### Records shown

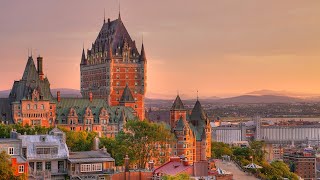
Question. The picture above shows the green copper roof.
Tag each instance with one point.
(81, 104)
(29, 82)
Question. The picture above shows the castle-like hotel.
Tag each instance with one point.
(113, 86)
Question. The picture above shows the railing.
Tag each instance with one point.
(37, 174)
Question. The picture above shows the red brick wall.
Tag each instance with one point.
(132, 176)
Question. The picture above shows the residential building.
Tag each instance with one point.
(12, 146)
(94, 164)
(114, 64)
(47, 155)
(31, 102)
(301, 162)
(192, 131)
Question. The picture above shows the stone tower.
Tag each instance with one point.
(112, 64)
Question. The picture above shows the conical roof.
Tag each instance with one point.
(197, 112)
(113, 34)
(127, 95)
(177, 105)
(143, 54)
(180, 124)
(83, 57)
(30, 72)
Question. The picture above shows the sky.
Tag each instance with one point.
(220, 48)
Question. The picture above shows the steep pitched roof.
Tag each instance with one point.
(180, 125)
(81, 104)
(30, 71)
(30, 81)
(116, 32)
(177, 105)
(143, 54)
(197, 112)
(127, 95)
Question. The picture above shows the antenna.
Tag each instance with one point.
(197, 95)
(119, 9)
(104, 15)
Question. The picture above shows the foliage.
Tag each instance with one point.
(141, 140)
(79, 140)
(274, 170)
(182, 176)
(219, 149)
(6, 129)
(6, 170)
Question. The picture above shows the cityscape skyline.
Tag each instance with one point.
(215, 54)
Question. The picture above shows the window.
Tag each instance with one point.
(48, 166)
(11, 151)
(91, 167)
(60, 166)
(39, 166)
(21, 168)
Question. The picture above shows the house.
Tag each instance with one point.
(12, 147)
(91, 164)
(46, 154)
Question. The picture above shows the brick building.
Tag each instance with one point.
(113, 67)
(301, 162)
(31, 102)
(193, 131)
(12, 147)
(30, 99)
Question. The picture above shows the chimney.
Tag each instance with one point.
(96, 144)
(40, 67)
(126, 163)
(58, 96)
(90, 96)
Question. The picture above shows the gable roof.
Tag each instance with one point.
(177, 105)
(30, 81)
(117, 33)
(81, 104)
(197, 113)
(127, 95)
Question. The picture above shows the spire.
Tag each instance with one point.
(83, 58)
(109, 52)
(127, 95)
(177, 105)
(119, 17)
(143, 54)
(104, 15)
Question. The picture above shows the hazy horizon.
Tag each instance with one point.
(219, 48)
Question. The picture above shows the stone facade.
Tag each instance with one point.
(112, 64)
(30, 98)
(192, 131)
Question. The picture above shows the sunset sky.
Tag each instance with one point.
(221, 48)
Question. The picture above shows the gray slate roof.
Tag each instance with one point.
(33, 141)
(80, 105)
(177, 105)
(127, 95)
(117, 33)
(30, 80)
(90, 156)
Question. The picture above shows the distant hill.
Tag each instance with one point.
(65, 92)
(249, 99)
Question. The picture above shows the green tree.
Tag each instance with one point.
(140, 140)
(219, 149)
(79, 140)
(6, 170)
(182, 176)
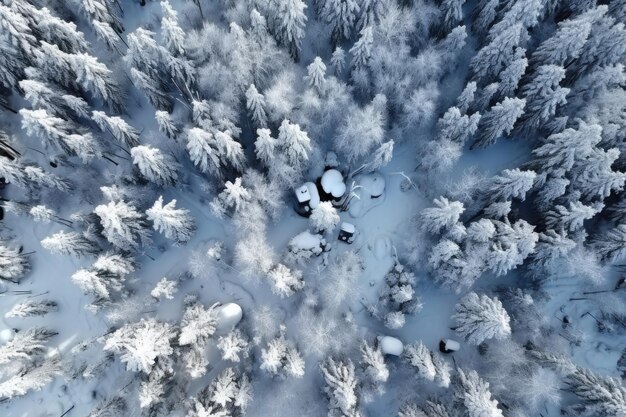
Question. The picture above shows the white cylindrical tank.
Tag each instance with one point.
(391, 346)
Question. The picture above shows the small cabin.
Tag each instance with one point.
(449, 346)
(307, 198)
(347, 232)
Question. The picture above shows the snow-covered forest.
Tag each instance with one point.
(342, 208)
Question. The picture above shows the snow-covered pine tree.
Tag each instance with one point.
(341, 15)
(123, 225)
(324, 217)
(452, 13)
(33, 308)
(431, 408)
(165, 289)
(611, 245)
(498, 121)
(115, 406)
(473, 393)
(485, 15)
(173, 34)
(59, 133)
(361, 51)
(465, 99)
(599, 395)
(509, 78)
(456, 127)
(234, 197)
(166, 124)
(419, 357)
(512, 183)
(197, 325)
(571, 218)
(525, 13)
(371, 12)
(80, 70)
(285, 281)
(479, 318)
(373, 362)
(265, 146)
(53, 99)
(398, 298)
(233, 346)
(175, 223)
(33, 377)
(543, 95)
(25, 345)
(141, 343)
(202, 150)
(367, 125)
(497, 54)
(105, 32)
(295, 142)
(153, 89)
(606, 44)
(341, 387)
(288, 24)
(255, 104)
(102, 11)
(13, 263)
(229, 394)
(282, 358)
(565, 44)
(154, 165)
(316, 73)
(338, 60)
(118, 127)
(445, 215)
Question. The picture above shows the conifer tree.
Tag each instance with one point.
(141, 343)
(118, 127)
(69, 243)
(543, 95)
(499, 120)
(497, 54)
(473, 393)
(445, 215)
(289, 22)
(175, 223)
(123, 226)
(361, 51)
(341, 387)
(255, 103)
(285, 281)
(154, 165)
(316, 72)
(341, 15)
(599, 395)
(13, 264)
(479, 317)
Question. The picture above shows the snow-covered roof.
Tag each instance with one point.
(332, 183)
(374, 183)
(314, 194)
(391, 346)
(348, 227)
(452, 345)
(302, 194)
(306, 240)
(228, 316)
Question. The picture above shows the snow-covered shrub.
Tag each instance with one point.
(398, 297)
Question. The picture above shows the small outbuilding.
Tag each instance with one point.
(308, 198)
(449, 346)
(390, 345)
(347, 232)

######

# What the task asks
Retype the entries above exactly, starting at their first line and ending with the line that holds "Question. The picture above shows the railing."; pictures stay out.

# Exercise solution
Question. The picture above shows the green copper roof.
Tag each instance with one point.
(81, 104)
(29, 82)
Question. The picture above shows the castle-like hotel.
Tag each instance with one point.
(113, 86)
Question. The picture above shows the railing.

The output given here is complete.